| TASK DIRECTIONS |
Repeat the listing exactly, line by line, and leave the pictures behind.

| SUPPLIED INFORMATION |
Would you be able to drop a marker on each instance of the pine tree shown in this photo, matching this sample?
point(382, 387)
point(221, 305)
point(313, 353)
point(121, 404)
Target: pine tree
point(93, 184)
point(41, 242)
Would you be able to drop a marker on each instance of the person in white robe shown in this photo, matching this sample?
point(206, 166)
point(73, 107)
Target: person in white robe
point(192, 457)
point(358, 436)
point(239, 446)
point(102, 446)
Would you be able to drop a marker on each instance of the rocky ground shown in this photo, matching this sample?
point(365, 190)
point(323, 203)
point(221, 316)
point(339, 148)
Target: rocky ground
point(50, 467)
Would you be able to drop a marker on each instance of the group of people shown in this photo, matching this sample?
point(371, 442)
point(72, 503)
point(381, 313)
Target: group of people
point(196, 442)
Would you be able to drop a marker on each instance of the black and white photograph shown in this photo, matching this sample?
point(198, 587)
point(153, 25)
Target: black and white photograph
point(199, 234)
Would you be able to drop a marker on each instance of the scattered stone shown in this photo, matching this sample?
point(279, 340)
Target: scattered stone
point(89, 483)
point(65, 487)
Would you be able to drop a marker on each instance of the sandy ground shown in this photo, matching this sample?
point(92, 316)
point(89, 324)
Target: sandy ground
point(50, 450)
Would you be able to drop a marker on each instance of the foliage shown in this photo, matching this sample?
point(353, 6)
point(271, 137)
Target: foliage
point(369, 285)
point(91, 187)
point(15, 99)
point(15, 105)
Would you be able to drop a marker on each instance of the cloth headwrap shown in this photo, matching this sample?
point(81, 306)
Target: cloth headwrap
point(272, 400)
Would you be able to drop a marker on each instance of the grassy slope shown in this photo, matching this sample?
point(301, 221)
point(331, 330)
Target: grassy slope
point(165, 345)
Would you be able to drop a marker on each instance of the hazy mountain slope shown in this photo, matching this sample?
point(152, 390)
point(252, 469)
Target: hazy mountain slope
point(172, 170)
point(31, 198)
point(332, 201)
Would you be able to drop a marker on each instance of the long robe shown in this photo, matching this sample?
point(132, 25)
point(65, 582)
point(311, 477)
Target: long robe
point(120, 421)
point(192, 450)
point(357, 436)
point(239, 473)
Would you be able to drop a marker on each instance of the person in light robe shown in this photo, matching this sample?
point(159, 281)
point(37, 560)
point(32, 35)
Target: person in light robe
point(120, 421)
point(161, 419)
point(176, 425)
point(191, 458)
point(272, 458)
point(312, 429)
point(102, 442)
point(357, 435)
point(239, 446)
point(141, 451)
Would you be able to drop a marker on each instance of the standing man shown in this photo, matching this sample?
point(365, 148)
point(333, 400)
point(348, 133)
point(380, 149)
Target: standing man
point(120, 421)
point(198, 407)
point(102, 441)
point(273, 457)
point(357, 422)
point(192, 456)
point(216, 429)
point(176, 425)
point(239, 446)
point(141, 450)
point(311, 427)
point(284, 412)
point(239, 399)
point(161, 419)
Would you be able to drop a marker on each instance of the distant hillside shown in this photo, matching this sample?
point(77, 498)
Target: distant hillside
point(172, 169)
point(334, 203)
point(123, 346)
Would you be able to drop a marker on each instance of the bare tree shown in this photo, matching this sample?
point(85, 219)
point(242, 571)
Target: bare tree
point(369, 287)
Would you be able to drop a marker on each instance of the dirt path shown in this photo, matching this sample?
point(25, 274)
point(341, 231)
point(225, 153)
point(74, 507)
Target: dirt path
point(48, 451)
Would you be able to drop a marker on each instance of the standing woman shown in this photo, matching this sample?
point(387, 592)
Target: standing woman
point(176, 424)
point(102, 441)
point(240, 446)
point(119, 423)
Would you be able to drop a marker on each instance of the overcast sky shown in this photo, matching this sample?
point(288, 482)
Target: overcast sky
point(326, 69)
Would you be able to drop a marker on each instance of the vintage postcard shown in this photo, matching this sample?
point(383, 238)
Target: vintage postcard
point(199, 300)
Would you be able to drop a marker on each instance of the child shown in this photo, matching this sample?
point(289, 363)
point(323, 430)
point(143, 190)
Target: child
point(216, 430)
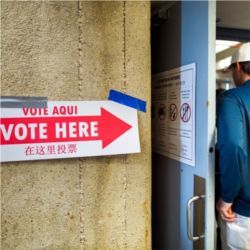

| RESPONSE |
Would you be able to drop a marker on each instance of the pine tree shown in this photo, matching this sample?
point(382, 387)
point(221, 305)
point(313, 353)
point(121, 404)
Target: pine tree
point(93, 184)
point(41, 242)
Would you be able to drop a marker on each instance of the person in white robe shown in this photo, matching this sample?
point(206, 166)
point(73, 107)
Target: person in white robe
point(192, 457)
point(358, 436)
point(239, 446)
point(102, 446)
Would you be able to drop a marker on each instance of the rocky ground shown in this photo, matching this sample?
point(365, 190)
point(323, 203)
point(221, 316)
point(339, 148)
Target: rocky ground
point(50, 467)
Would you be able to drop a marker on each instance of the group of people shown in this photo, matching this sample?
point(371, 442)
point(72, 503)
point(381, 313)
Target: group of people
point(196, 442)
Would you be able to drop a marker on each instance of the black and white photograph shown in this photo, matching this sample?
point(198, 587)
point(153, 25)
Target: black and white photograph
point(199, 234)
Would you be able to drop a marker on each instance of the scattered stone shown in this photo, matching this sample?
point(279, 340)
Target: scattered stone
point(89, 483)
point(65, 487)
Would you be able to drop a marker on each instance of the sandy ground shown in this photo, matching this sample?
point(92, 316)
point(89, 324)
Target: sandy ground
point(50, 450)
Would you be able to drop a marker on each instance of the foliage shown in this photo, matching this sample?
point(353, 6)
point(271, 137)
Target: foliage
point(369, 285)
point(91, 187)
point(15, 99)
point(15, 105)
Would you be able to drop a marker on each instance of the cloth headwrap shown in this photo, matching this sample?
point(81, 306)
Target: cloth headwrap
point(272, 400)
Would you be able to drop a marker on each instance of the grassy slope shown in this photo, matching this sample?
point(301, 221)
point(331, 330)
Target: grassy slope
point(165, 345)
Would you be able to drop a marker on each instance of the hazy mountain slope shown in this photo, matching this sample?
point(152, 390)
point(252, 469)
Target: hazy mountain slope
point(172, 170)
point(31, 198)
point(332, 201)
Would you be able to drop a marker on each instance of the long robe shown in this photo, matching this sample?
point(132, 25)
point(65, 582)
point(311, 477)
Target: long robe
point(120, 421)
point(192, 450)
point(357, 436)
point(239, 473)
Would you be able to drop a marker on each instance of the person in light robe shown in this photo, matching this sample?
point(159, 281)
point(37, 560)
point(32, 35)
Target: person in light robe
point(120, 421)
point(161, 419)
point(176, 425)
point(191, 458)
point(272, 458)
point(312, 429)
point(102, 442)
point(357, 435)
point(239, 446)
point(141, 451)
Would you be able to drop a marker on each instance of the standing man shown in this photo, matching this sample?
point(365, 148)
point(333, 400)
point(348, 133)
point(380, 149)
Target: standing man
point(120, 421)
point(198, 407)
point(102, 441)
point(273, 457)
point(357, 422)
point(192, 456)
point(216, 429)
point(176, 425)
point(239, 446)
point(141, 450)
point(311, 427)
point(284, 412)
point(239, 399)
point(161, 419)
Would you be able to drop a marker on each instance of the distant hillside shown in this photo, matching this sample?
point(77, 498)
Target: distant hillside
point(172, 169)
point(334, 203)
point(123, 346)
Would you be able to drop a marker on each instance of the bare tree shown in this photo, matching this sample?
point(85, 219)
point(242, 571)
Target: bare tree
point(369, 287)
Would you be able to drop a marker on each instance of the dirt path shown in this photo, matching this sample?
point(25, 274)
point(341, 231)
point(225, 153)
point(74, 507)
Target: dirt path
point(48, 451)
Would you be able to drop a marker on each instance of the standing woman shown in this photo, matching this sample?
point(387, 592)
Target: standing woman
point(176, 424)
point(102, 441)
point(240, 446)
point(119, 423)
Would you be able to drop a marker on each instance of the overcast sky shown in this photo, matching this sample?
point(288, 482)
Target: overcast sky
point(326, 69)
Would you be able to drop a marker on each instance of the vintage postcard shown in this photo, matching this sample?
point(383, 238)
Target: vintage postcard
point(199, 300)
Would you be able to drop a marker on each instance of the child shown in this photo, matching this sample?
point(289, 363)
point(323, 430)
point(143, 190)
Target: child
point(216, 430)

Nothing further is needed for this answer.